BEGIN Passage given

# BigQuery - Data Transforms with SQL

This notebook demonstrates how you can run a SQL query within BigQuery and save the results into another table. This allows you to perform ETL-like tasks completely within BigQuery to prepare or clean data or to get it ready for further analysis and use.

This notebook uses a sample dataset of request logs data from a web server.

Related Links:

* [BigQuery](https://cloud.google.com/bigquery/)
* BigQuery [SQL reference](https://cloud.google.com/bigquery/query-reference)

----

NOTE:

* If you're new to notebooks, or want to check out additional samples, check out the full [list](..) of notebooks.

In [1]:
import gcp
import gcp.bigquery as bq

# Extract

The source of data is logs with the following schema. Separate "extract" step of ETL is not required since the data is already in BigQuery.

In [2]:
logs_table = bq.Table('cloud-datalab:sampledata.requestlogs_20140616')
logs_table.schema

# Transform

This data needs to be shaped for the purpose of tracking errors and associated endpoints over time. In this simple example, we will use a query that filters out successful requests and projects out columns relevant for error tracking. For more complex transformations, see query composition and UDF sample notebooks.

In [3]:
%%sql --module log_transform
SELECT endpoint, method, status, timestamp
FROM $logs_table
WHERE status >= 400

Let's test the query results before proceeding with loading of data

In [4]:
query = bq.Query(log_transform, logs_table=logs_table)

END Passage given
BEGIN Record list

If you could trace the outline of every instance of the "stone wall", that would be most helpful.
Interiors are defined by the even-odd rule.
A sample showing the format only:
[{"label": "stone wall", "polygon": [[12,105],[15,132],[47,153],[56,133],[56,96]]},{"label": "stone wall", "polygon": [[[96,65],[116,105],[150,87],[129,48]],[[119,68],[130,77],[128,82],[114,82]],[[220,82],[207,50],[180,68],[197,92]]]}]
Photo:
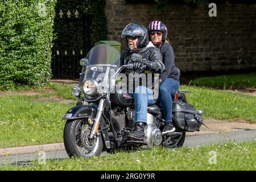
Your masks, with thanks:
[{"label": "stone wall", "polygon": [[256,70],[256,5],[217,5],[217,16],[210,8],[195,9],[171,4],[161,12],[154,4],[129,4],[106,0],[109,40],[122,43],[123,28],[130,23],[147,27],[154,20],[164,23],[168,38],[182,72]]}]

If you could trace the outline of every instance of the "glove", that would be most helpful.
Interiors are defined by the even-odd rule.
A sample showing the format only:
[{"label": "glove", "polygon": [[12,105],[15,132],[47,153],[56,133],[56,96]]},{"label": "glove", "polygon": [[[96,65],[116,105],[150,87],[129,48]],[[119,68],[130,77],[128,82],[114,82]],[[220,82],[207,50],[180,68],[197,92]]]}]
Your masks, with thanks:
[{"label": "glove", "polygon": [[159,69],[159,65],[156,63],[154,63],[148,60],[143,60],[143,63],[150,70],[156,72]]},{"label": "glove", "polygon": [[137,69],[142,69],[144,63],[142,61],[133,61],[133,68]]}]

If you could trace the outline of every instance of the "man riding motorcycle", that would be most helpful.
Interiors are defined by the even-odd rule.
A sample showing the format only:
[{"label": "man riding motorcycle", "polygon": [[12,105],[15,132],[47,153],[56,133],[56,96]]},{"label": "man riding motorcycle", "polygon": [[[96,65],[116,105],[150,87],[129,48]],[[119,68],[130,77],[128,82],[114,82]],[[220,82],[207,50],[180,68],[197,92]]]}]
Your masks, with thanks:
[{"label": "man riding motorcycle", "polygon": [[[165,68],[162,63],[161,53],[151,42],[149,44],[147,30],[143,26],[129,24],[123,30],[121,37],[126,39],[128,49],[122,54],[121,65],[130,63],[133,65],[134,71],[141,70],[141,73],[144,72],[146,75],[148,73],[148,71],[145,72],[145,70],[149,71],[150,73],[153,74],[163,72]],[[134,56],[134,53],[141,55],[142,59],[138,59],[138,56]],[[153,82],[159,81],[159,77],[157,74],[156,76],[154,76]],[[147,80],[148,81],[151,81]],[[144,138],[144,129],[147,125],[147,106],[156,102],[156,100],[152,97],[152,88],[146,87],[146,85],[148,84],[144,84],[143,81],[140,81],[140,86],[135,88],[134,93],[132,94],[134,100],[135,113],[134,127],[133,131],[127,136],[131,139],[142,140]],[[150,85],[154,84],[152,83]]]}]

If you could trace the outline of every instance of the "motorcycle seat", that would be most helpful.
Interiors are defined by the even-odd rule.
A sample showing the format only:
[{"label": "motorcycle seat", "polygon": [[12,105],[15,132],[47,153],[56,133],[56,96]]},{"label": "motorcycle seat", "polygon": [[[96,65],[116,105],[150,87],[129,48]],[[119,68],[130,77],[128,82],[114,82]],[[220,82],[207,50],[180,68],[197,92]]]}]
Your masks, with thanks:
[{"label": "motorcycle seat", "polygon": [[151,106],[148,106],[147,111],[149,111],[150,113],[152,113],[156,114],[161,114],[161,110],[155,104],[153,104]]}]

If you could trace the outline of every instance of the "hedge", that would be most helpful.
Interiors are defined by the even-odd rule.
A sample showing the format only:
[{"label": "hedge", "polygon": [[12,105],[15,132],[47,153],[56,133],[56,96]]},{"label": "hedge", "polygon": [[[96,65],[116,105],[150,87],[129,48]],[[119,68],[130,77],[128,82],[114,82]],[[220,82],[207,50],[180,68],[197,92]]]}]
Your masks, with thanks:
[{"label": "hedge", "polygon": [[[67,12],[77,10],[81,14],[90,17],[90,46],[98,41],[106,40],[108,35],[106,17],[105,14],[106,0],[58,0],[56,9]],[[56,12],[56,14],[59,12]]]},{"label": "hedge", "polygon": [[75,6],[91,16],[92,46],[107,38],[105,3],[105,0],[0,0],[0,90],[49,81],[55,6],[63,10]]},{"label": "hedge", "polygon": [[0,0],[0,89],[49,81],[55,3]]}]

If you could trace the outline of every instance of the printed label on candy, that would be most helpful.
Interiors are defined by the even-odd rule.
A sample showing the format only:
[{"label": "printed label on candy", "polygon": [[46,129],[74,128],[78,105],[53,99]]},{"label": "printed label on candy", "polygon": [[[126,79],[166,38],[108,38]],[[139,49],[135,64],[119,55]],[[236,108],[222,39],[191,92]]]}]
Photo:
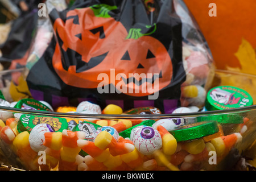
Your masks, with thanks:
[{"label": "printed label on candy", "polygon": [[41,102],[31,98],[22,99],[17,102],[14,108],[51,111],[51,109]]},{"label": "printed label on candy", "polygon": [[101,127],[101,126],[90,122],[79,121],[79,123],[76,127],[73,129],[73,131],[83,131],[86,134],[85,138],[86,140],[93,141],[97,135],[96,131],[97,129],[100,127]]},{"label": "printed label on candy", "polygon": [[238,108],[253,105],[250,94],[240,88],[231,86],[220,86],[210,90],[205,100],[207,110]]},{"label": "printed label on candy", "polygon": [[68,127],[66,119],[53,117],[22,114],[18,122],[17,130],[19,133],[27,131],[28,133],[37,125],[47,123],[51,125],[56,132],[62,132]]},{"label": "printed label on candy", "polygon": [[161,111],[155,107],[141,107],[132,109],[123,113],[128,114],[160,114]]}]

END Record list

## Given task A
According to the BigQuery notebook, why isn't a separate extract step needed?
## Given task B
Return verbatim everything in the BigQuery notebook from "# Transform" down to "UDF sample notebooks.".

## Exercise answer A
The data is already in BigQuery.

## Exercise answer B
# Transform

This data needs to be shaped for the purpose of tracking errors and associated endpoints over time. In this simple example, we will use a query that filters out successful requests and projects out columns relevant for error tracking. For more complex transformations, see query composition and UDF sample notebooks.